_WHAT IS NEEDED_
Rewrite the material below, changing every occurrence of "target category" to "object class" and keeping all other text identical.

#### DATASET EXCERPTS ####

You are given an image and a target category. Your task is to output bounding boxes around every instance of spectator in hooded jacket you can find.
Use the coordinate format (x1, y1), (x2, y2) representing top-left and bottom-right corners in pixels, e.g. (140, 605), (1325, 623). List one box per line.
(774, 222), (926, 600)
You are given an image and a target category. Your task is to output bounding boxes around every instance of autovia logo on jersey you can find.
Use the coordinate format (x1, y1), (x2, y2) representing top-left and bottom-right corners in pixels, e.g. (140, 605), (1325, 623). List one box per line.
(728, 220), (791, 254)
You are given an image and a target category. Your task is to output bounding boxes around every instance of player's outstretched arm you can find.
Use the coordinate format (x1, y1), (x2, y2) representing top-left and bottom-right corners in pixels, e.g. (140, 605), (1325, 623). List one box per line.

####

_RESPONSE TO THE EXERCISE_
You are given an image and a object class. Your task is to output bounding boxes around every instance of spectator in hooded jacket you can find.
Use the coordinate format (x1, y1), (x2, y2) representing top-left and bottom-right corners in pixels, e.g. (140, 605), (1325, 623). List one box per line.
(774, 222), (926, 600)
You are given an image and a object class. Your task is to output bounding boxes around every instance of autovia logo on jersey you can find.
Use the coordinate format (x1, y1), (x2, y2) representing top-left and bottom-right corners in pixels, e.g. (140, 605), (1325, 623). List one box per line.
(728, 220), (791, 254)
You are given an image and a object class. Your task is to output bounding boxes around every instance of player's outstretched arm you can find.
Use the coordinate format (x1, y1), (x2, y2) representing top-left and bottom-right corners in pixels, e.g. (140, 605), (1325, 623). List one box per line.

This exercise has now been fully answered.